Reproduce word for word every line from the start of the items up to and including the line that contains "[[192, 254], [247, 185], [30, 62]]".

Dataset entries:
+++

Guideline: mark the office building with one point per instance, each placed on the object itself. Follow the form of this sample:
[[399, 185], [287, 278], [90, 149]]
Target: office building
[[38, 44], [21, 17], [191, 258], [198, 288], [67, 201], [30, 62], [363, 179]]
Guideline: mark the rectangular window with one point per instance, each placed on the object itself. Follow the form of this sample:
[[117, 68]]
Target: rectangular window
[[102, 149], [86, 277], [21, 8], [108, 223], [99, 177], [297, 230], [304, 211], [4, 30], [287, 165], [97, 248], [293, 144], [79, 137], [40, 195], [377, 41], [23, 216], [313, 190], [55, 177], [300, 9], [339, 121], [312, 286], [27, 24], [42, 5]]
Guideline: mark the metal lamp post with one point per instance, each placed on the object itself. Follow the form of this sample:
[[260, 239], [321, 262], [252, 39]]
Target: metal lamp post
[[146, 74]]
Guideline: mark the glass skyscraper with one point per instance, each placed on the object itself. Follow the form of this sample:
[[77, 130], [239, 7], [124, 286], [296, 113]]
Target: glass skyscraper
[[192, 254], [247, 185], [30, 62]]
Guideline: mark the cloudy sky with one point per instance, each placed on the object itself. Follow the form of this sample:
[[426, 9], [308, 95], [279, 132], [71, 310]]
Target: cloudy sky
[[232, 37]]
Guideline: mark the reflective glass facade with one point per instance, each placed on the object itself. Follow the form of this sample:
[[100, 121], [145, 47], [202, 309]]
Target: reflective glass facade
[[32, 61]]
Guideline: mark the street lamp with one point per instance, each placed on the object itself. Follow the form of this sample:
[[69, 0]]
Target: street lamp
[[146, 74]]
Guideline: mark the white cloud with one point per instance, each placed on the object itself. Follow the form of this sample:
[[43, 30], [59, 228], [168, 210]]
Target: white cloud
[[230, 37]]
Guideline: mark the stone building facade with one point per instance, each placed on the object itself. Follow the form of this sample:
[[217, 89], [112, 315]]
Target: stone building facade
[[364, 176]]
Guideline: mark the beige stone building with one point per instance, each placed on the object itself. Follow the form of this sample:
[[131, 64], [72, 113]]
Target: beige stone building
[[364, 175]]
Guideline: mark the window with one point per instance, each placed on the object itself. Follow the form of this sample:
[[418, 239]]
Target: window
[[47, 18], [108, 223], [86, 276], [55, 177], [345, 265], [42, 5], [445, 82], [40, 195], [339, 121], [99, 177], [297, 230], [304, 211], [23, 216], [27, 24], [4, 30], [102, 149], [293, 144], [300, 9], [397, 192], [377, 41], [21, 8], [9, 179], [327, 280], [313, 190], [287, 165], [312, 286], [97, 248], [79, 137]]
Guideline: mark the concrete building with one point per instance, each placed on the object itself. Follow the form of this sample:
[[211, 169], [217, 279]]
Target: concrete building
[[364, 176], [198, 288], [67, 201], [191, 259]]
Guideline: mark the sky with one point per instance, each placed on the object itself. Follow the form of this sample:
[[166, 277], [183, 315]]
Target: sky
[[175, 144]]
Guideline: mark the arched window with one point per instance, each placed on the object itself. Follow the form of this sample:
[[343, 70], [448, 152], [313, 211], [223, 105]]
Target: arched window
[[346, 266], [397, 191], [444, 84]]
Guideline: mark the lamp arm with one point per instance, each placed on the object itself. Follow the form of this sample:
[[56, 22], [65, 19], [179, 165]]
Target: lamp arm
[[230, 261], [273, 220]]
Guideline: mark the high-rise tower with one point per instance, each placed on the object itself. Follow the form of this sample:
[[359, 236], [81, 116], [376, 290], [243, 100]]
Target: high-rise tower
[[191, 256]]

+++

RESULT OF THE TASK:
Guideline: mark the office building with one point per instance, each placed on the object itself. Follow the form of this sample:
[[399, 185], [287, 278], [90, 149]]
Target: office building
[[38, 44], [21, 17], [191, 258], [198, 288], [67, 201], [30, 62], [363, 179]]
Guideline: mark the rectangular window with one point per instance, each placed on the object itself. Follow the form of this sample:
[[117, 68]]
Target: rectangular window
[[102, 149], [86, 277], [21, 8], [108, 223], [99, 177], [297, 230], [304, 211], [4, 30], [287, 165], [97, 248], [293, 144], [79, 137], [40, 195], [377, 41], [23, 216], [313, 190], [55, 177], [300, 9], [339, 121], [312, 286], [27, 24], [42, 5]]
Guideline: mark the metal lamp post with one point per instance, each placed on the object itself. Follow the form of this sample:
[[260, 239], [321, 262], [252, 39]]
Target: metal lamp post
[[146, 74]]
Guideline: mark the glass skyscraper with one point per instance, each placed on the object itself. Follow the form of this sample:
[[77, 130], [239, 7], [124, 286], [296, 113]]
Target: glass skyscraper
[[192, 254], [247, 185], [30, 62]]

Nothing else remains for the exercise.